Ao contato com as imagens dos Bororo por Thomaz Reis, vemos como, em 1917, elas nos parecem mais modernas e mais vivas, se a comparação for com Nanook, paradoxalmente, por estarem ainda embebidas da dinâmica da trupe de cinegrafistas de Louis Lumière. Nenhum espanto, na verdade, se concordarmos com a hipótese de que, antes de caminhar para a organização clássica, o cinema era mais moderno em sua oferta de imagens. A diferença é que, em 1917, Reis podia encadear os planos, estender sua visão de cineasta pela continuidade dos quadros, alterar os pontos de vistas.

Ponto de vista que é expressão chave no caso de Festas e Rituais Bororô. E é chave também para parte dos filmes dos Lumière. Se tomarmos com alguma liberdade interpretativa a analogia de Jacques Aumont (em O Olho Interminável) entre os inventores do cinematográfo e os pintores impressionistas a antecedê-los em poucos anos, podemos especular se a analogia não poderia ser estendida a Reis sem deixarmos de levar em conta os contextos distintos. Apoiando-se em uma frase de Jean-Pierre Leàud em A Chinesa, de Jean-Luc Godard, segunda a qual Lumière era o último dos impressionistas, Aumont aproxima os homens da primeira câmera utilizável e os dos pincéis velozes pela submissão aos aspectos contingenciais de seus momentos de realização. Nos dois casos, lidavam com o efêmero a ser captado, quase de improviso. Na pintura impressionista, por conta da relação entre velocidade das pinceladas e das mudanças atmosféricas. No cinematógrafo, por conta da ausência de um visor para enquadrar e dos poucos segundos de filme para rodar em continuidade de tempo.

Essa dinâmica de um “ao vivo” sem esboço, sem preparação, mais próximo da noção de estudo nas artes plásticas (primeira impressão diante de um motivo), valoriza o ponto de vista de quem pinta e de quem filma, sem se omitir o lugar de quem vê o que está sendo colocado em quadro. O pintor e o cinegrafista deixam de apenas registrar o visível diante dos olhos para estar em relação a ele e colocá-lo em relação ao olhar. Para Aumont, nos filmes de Lumière, ou ao menos em parte deles (os mais famosos), quem filma e quem é filmado interagem. Porque essa impressão de ao vivo acentua um caráter de “eu estive ali naquele momento”, como escreveu Roland Barthes sobre a fotografia (“aquilo foi”), mas com uma carga – no caso da imagem em movimento e transbordante (centrípeta) de Louis Lumière – de presentificação do passado eternizado enquanto dura a matéria cinematográfica.

◇ ◇ ◇

(ENUNCIADO A)
Transcreva literalmente a parte do trecho sobre os filmes de Thomaz Reis e dos Lumière que começa nas palavras "Ao contato com" e termina após "pontos de vistas.".
O trecho e os registros são materiais independentes entre si.

Registros anotados de coordenadas
◇ ◇ ◇

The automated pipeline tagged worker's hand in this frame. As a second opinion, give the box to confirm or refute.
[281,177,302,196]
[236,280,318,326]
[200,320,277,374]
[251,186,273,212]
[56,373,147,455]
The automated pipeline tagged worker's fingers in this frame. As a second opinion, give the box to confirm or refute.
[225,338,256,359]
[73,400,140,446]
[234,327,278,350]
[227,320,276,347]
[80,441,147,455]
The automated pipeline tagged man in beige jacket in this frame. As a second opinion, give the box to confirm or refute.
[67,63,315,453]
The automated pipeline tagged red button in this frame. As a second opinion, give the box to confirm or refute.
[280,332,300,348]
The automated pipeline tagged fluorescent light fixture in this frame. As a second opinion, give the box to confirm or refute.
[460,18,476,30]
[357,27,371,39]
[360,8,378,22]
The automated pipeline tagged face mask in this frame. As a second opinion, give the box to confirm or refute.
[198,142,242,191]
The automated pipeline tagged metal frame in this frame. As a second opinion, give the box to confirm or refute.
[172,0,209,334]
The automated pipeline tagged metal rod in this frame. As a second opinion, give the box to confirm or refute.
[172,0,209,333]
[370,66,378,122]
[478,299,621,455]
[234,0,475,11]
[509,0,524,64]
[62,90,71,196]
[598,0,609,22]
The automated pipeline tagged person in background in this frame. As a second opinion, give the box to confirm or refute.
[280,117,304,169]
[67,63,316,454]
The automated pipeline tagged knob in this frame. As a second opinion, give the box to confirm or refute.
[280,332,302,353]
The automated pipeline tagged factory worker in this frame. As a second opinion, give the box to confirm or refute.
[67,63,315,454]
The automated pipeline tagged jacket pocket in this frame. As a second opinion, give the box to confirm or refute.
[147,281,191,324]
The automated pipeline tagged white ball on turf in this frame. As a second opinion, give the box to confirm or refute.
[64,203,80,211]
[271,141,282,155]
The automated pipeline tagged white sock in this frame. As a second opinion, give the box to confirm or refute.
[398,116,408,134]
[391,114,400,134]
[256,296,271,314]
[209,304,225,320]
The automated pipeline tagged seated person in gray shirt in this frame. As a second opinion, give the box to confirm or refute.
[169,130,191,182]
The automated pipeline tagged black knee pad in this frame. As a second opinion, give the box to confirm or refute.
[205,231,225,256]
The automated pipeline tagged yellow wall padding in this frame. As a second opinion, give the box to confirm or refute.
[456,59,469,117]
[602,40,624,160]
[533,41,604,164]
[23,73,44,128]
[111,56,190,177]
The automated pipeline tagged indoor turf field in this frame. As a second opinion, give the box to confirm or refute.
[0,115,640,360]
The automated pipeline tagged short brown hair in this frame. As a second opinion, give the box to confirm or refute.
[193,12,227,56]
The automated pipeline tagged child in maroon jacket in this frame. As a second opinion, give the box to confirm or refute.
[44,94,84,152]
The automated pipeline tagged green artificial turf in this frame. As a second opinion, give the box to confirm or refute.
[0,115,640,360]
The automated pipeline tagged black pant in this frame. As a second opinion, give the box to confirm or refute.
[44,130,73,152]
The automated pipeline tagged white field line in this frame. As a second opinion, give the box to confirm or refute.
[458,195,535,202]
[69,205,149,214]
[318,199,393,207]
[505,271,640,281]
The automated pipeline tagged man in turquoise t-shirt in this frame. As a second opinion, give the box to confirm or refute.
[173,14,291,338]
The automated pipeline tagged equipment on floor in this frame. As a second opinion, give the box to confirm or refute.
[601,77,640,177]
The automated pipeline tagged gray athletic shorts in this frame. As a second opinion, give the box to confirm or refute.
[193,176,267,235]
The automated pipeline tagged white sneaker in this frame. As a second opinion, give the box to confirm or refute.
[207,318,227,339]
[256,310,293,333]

◇ ◇ ◇

(ENUNCIADO B)
Converta em uma lista JSON de strings, uma por linha e sem linhas em branco, as linhas dos registros que vão da que contém "The automated pipeline tagged gray" até o fim dos registros.

(RESULTADO CORRETO A)
Ao contato com as imagens dos Bororo por Thomaz Reis, vemos como, em 1917, elas nos parecem mais modernas e mais vivas, se a comparação for com Nanook, paradoxalmente, por estarem ainda embebidas da dinâmica da trupe de cinegrafistas de Louis Lumière. Nenhum espanto, na verdade, se concordarmos com a hipótese de que, antes de caminhar para a organização clássica, o cinema era mais moderno em sua oferta de imagens. A diferença é que, em 1917, Reis podia encadear os planos, estender sua visão de cineasta pela continuidade dos quadros, alterar os pontos de vistas.

(RESULTADO CORRETO B)
[
  "The automated pipeline tagged gray athletic shorts in this frame. As a second opinion, give the box to confirm or refute.",
  "[193,176,267,235]",
  "The automated pipeline tagged white sneaker in this frame. As a second opinion, give the box to confirm or refute.",
  "[207,318,227,339]",
  "[256,310,293,333]"
]